What you need to do: Word for word, output the data that follows.

Exercise data:
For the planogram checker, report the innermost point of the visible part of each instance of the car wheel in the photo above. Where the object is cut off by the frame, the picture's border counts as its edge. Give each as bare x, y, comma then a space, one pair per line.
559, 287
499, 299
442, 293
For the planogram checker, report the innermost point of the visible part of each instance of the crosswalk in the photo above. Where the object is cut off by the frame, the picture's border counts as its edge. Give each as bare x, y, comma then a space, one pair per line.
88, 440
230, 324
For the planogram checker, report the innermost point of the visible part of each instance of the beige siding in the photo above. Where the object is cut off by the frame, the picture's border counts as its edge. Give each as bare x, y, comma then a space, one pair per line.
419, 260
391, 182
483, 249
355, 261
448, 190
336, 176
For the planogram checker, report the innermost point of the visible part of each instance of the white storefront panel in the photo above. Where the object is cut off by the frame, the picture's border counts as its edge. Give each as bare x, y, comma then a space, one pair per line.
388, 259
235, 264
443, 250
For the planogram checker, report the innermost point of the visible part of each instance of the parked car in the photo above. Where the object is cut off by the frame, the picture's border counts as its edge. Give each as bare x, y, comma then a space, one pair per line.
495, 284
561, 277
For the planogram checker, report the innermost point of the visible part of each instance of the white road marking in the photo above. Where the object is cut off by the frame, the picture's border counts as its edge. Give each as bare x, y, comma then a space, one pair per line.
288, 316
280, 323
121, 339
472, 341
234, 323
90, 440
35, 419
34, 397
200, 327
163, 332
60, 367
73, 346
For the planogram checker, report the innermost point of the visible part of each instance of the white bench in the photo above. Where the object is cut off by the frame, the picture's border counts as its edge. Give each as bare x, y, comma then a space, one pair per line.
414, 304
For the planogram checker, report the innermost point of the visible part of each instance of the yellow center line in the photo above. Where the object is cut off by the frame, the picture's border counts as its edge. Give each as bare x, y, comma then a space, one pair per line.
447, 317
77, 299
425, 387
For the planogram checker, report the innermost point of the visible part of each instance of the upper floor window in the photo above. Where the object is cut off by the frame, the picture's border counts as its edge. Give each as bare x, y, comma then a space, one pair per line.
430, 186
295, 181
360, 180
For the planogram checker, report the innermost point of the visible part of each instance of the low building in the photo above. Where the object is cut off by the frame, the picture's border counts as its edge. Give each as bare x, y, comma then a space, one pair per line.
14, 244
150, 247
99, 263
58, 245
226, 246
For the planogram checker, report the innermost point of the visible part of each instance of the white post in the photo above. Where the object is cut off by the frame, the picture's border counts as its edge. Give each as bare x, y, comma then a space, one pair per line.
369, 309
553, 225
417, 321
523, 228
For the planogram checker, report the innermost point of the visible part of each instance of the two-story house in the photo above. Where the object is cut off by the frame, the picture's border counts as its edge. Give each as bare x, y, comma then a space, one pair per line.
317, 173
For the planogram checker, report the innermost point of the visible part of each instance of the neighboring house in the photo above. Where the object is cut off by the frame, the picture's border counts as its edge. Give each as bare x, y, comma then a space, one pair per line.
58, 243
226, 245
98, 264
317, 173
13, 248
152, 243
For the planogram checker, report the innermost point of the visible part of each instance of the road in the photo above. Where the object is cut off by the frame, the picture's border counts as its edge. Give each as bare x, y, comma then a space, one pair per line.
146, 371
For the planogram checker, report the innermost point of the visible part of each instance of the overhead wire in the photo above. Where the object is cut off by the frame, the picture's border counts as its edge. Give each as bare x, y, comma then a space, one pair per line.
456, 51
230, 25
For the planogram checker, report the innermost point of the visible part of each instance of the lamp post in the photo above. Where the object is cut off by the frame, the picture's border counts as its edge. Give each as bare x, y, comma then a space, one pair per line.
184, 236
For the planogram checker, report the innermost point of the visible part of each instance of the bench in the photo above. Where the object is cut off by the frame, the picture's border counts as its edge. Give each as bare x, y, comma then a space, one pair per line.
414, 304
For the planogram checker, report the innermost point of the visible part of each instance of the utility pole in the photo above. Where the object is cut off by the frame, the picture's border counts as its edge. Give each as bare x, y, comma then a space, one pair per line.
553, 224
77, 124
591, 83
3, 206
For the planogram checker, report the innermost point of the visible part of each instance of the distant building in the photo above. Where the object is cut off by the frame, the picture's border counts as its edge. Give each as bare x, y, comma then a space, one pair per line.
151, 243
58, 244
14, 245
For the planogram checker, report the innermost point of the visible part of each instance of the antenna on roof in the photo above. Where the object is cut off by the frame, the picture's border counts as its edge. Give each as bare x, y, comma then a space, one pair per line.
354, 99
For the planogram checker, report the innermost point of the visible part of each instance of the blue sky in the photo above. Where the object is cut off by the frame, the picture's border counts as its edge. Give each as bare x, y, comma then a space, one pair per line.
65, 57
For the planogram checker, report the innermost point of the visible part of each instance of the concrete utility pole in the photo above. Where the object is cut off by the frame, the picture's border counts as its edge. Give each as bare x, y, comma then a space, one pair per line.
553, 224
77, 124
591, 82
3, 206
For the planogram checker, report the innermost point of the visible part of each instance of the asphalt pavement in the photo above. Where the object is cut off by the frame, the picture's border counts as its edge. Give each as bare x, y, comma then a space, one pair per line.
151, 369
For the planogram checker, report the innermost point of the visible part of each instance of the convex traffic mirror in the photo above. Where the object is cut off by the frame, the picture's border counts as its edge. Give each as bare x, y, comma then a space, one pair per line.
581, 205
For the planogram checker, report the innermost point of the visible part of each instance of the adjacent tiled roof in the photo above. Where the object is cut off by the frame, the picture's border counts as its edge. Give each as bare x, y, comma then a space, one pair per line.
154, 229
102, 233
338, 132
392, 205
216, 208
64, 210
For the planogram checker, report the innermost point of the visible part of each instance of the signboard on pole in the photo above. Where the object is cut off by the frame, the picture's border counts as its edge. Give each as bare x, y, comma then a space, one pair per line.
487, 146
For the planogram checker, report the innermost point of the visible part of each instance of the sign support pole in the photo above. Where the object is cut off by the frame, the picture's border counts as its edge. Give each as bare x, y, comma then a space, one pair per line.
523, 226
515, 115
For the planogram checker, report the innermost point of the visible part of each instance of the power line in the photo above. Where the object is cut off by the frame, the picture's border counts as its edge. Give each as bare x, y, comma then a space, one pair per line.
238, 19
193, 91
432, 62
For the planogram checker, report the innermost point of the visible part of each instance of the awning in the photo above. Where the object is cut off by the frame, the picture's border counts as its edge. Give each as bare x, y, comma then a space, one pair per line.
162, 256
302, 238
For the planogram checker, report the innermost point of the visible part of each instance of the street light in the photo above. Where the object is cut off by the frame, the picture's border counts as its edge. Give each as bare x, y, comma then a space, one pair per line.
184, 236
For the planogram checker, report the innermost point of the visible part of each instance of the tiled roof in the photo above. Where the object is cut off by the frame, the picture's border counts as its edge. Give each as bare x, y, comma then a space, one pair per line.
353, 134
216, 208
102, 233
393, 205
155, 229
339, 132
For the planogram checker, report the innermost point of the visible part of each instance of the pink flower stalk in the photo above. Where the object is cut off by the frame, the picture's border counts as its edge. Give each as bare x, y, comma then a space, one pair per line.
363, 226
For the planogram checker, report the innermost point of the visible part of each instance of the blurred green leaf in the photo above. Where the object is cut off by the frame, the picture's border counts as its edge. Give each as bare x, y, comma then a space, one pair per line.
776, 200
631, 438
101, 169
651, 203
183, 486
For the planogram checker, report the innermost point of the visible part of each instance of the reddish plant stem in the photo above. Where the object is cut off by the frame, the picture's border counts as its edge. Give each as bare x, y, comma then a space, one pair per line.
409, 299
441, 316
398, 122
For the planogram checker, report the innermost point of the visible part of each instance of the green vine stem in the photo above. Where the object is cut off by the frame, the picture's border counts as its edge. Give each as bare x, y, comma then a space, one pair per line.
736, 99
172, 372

Reply:
For the planogram checker, report the innermost point of the visible part of each instance of the car wheel in the photo above. Where the object is cut off by the frame, the picture's border counts as its edge. Give each as bare x, y, comma then a space, one pair per line.
559, 287
499, 299
442, 293
For the planogram checker, report the innermost point of the visible part of each instance of the crosswalk in the photo above. Where the object is cut off by the frame, the picture's border counts as its edge. Give each as bare x, y, comma then a space, one pair per line.
88, 440
230, 324
For the planogram checker, report the innermost point of the visible part of each instance of the beige siding in the photo above. Where the object is cut off by the frame, the picture's border counts as its edge. Give each as bare x, y, comma then a space, one pair per line.
419, 260
391, 182
483, 249
355, 261
448, 190
336, 176
For the planogram checker, report the innermost point of the visible part of each instance of the white storefront panel in the photo above. Where the object is cut off by the frame, the picture's border counts as its edge. Give each as bare x, y, comma then a space, one pair per line.
388, 259
235, 264
443, 250
For the planogram checker, report the innermost point of the visible part of each instance of the parked car in the photo above. Where the object is cut off by the frame, the picture's border counts as its edge. Give each as bare x, y, comma then a space, one pair per line.
495, 284
561, 277
For the planogram checker, report the innermost point of the visible part of each instance of the white road marking in the photo above. Where the object is cut off by the frame, the picture's border counts as its edge. Give each as bare x, y, comma then a space, one pair per line.
288, 316
280, 323
121, 339
472, 341
234, 323
90, 440
35, 419
34, 397
200, 327
163, 332
60, 367
73, 346
For the planogram checker, report the innermost point of the visible part of each instance of the white bench in the photo above. Where the object is cut off by the frame, the picture's border counts as its edge. Give each as bare x, y, comma then a space, one pair per line.
414, 304
For the planogram checker, report the innermost point of the visible part of each instance of the yellow center line in the photo above. Where the object is cut off by the frame, the picture's border counts as its edge. Give each as bare x, y, comma then a space, one pair per line.
447, 317
77, 299
425, 387
For the planogram checker, report the innermost point of the visible part of each instance of the upper floor window in the photo above. Where the object is cut off by the frame, the picture's border counts as its edge. Give each as bare x, y, comma then a space, one pair per line.
430, 186
295, 181
360, 180
For the planogram checker, report the innermost point of the visible part of each instance of the low building in the photo above. Where the object is cut off by the frame, the picture's border counts as its edge. Give each as bare x, y, comma then a space, one pair per line.
14, 244
150, 247
99, 263
58, 245
226, 246
For the planogram checker, report the innermost point of the visible part of each instance of the white post in the photo above. Where the object is cut off by the frame, the picture's border counts as its edge. Give each as bare x, y, comma then a space, one pair per line.
369, 309
553, 225
417, 321
523, 228
For the planogram checker, report the innermost point of the visible part of each instance of the two-story house in the photo above. Where the object is cut off by the frame, the picture's border counts as its edge. Give each as bare x, y, comma then a space, one pair per line.
317, 173
For the planogram checker, report the innermost point of the visible part of each instance of the neighboring house in the photo above. Where the object is cut off by the frame, the picture's border counts as its edge. Give each as bare x, y, comma then a space, one pair per line.
58, 243
226, 245
98, 264
317, 173
13, 248
152, 243
For the planogram checker, report the innermost point of the visible part of each instance of the road in the photo above. Where the object is cut off by the frame, the picture's border counts as its edge. Give each as bare x, y, comma then a space, one pair per line.
146, 371
For the planogram checker, report the innermost point of the visible part of each instance of the overhead wire in the photo above. Where the object is cut off by the frame, the picture's border counts as its edge. Give each as bare x, y, comma then a space, one pair per line.
456, 51
230, 25
For the planogram checker, report the innermost point of the visible part of each instance of the lamp post in the photo above. Where the object is cut off by the frame, the picture's border counts as its edge. Give each as bare x, y, comma then a space, one pair per line.
184, 236
For the planogram checker, report the innermost point of the visible part of each instance of the bench in the photo above. Where the object is cut off by the frame, the picture's border counts as its edge. Give each as bare x, y, comma then a space, one pair per line.
414, 304
For the planogram checker, report the innermost point of the visible part of each instance of the utility pole in the photo above. Where the object is cut off by the frame, the picture's border counts as its edge. Give each as bare x, y, comma then a space, one pair per line.
553, 224
77, 124
591, 83
3, 206
For the planogram checker, report the innermost point of the visible part of each instance of the distant building in the photo above. Where the object is cut off by the frame, the picture's border counts as its edge. Give each as bare x, y, comma then a space, one pair per line.
151, 243
58, 244
14, 245
For the planogram checker, report the innermost point of the visible part of each instance of the antenna on roof in the photo above. Where the object is cut off by the frame, the picture's border counts as its edge. Give each as bare x, y, comma then a space, one pair per line.
354, 99
For the planogram checker, report the innermost point of the visible part of each instance of the blue sky in the photo above. Where the object is cut off by the frame, the picture's border counts as its edge. Give each as bare x, y, comma then a space, one pair per line.
65, 57
For the planogram checker, report the innermost point of the visible part of each instance of the concrete utility pole in the photo above. Where the object is cut off by the frame, the picture's border counts as its edge. Give each as bare x, y, comma then a space, one pair per line.
553, 224
77, 124
591, 82
3, 206
For the planogram checker, report the innermost point of the visible part of each instance of the asphalt pavement in the photo above. Where the object is cut off by the frame, the picture's border counts as its edge. Give each as bare x, y, comma then a space, one pair per line.
151, 369
For the planogram checker, report the innermost point of the visible part of each instance of the convex traffic mirror in the photo above. Where the object is cut off by the frame, the picture's border counts as its edge. Give each as bare x, y, comma then a space, one pair per line.
581, 205
For the planogram checker, report the innermost point of the visible part of each instance of the adjacent tiled roof in the photo above. Where the object is cut off by the frame, the picture's border counts as its edge. Give each as bare x, y, comma then a space, one pair per line.
154, 229
102, 233
338, 132
392, 205
216, 208
64, 210
For the planogram checker, report the innermost point of the visible part of each instance of the signboard on pole in the photo above. Where the object is cut off by the frame, the picture's border counts as its edge. Give each as bare x, y, comma then a space, one pair per line.
487, 146
For the planogram checker, report the innermost point of the visible part of each instance of the sign support pole in the photo above. Where the object is cut off by the frame, the picture's border counts as its edge. Give each as bare x, y, comma then a space, one pair per line.
523, 226
515, 115
For the planogram checker, report the innermost point of the visible part of each instance of the power line in the photo above. Where the object is cut off by the frame, the picture's border counts as its edge. Give each as bare x, y, comma then a space, one pair per line.
238, 19
193, 91
432, 62
For the planogram checker, report the innermost point of the visible part of each instance of the awning in the photo above. Where the object is cut off by the frame, the picture's border counts as its edge. Give each as bare x, y, comma then a space, one pair per line.
162, 256
302, 238
For the planogram checker, report the innermost point of the visible part of each instance of the street light in the photo above. Where the object is cut off by the frame, the picture's border counts as its edge. Give each as bare x, y, comma then a space, one pair per line.
184, 236
For the planogram checker, report the innermost point of the visible part of each instance of the tiled roof in the photo above. Where the object is cut off by the frame, the picture's border counts as its edge. Give each as bare x, y, comma then a space, one pair per line.
353, 134
216, 208
102, 233
393, 205
155, 229
339, 132
For the planogram checker, report the innermost point of the visible part of each instance of the pink flower stalk in the photo above. Where the object is cut off by the frame, the picture's border counts as its edge. Give each as bare x, y, comma then a space, one pair per line.
363, 226
For the planogram checker, report the innermost point of the visible part of each instance of the blurred green leaf in the photo above. Where the object is cut off by the frame, the picture's border counts as its edge. Give each as bare x, y, comma then a space, one pair per line.
776, 200
631, 438
101, 169
651, 203
183, 486
For the planogram checker, report the innermost point of the visible part of each instance of the reddish plant stem in the photo above. Where the object is cut off by the frame, the picture's border counts as its edge. Give each as bare x, y, comma then a space, one pair per line.
409, 299
441, 316
398, 122
For the planogram checker, report the innermost point of the visible part of each instance of the green vine stem in the photo above. Where the object is cut off by the frame, the picture's border counts as its edge. Give each as bare x, y, comma then a space, one pair per line.
736, 99
172, 372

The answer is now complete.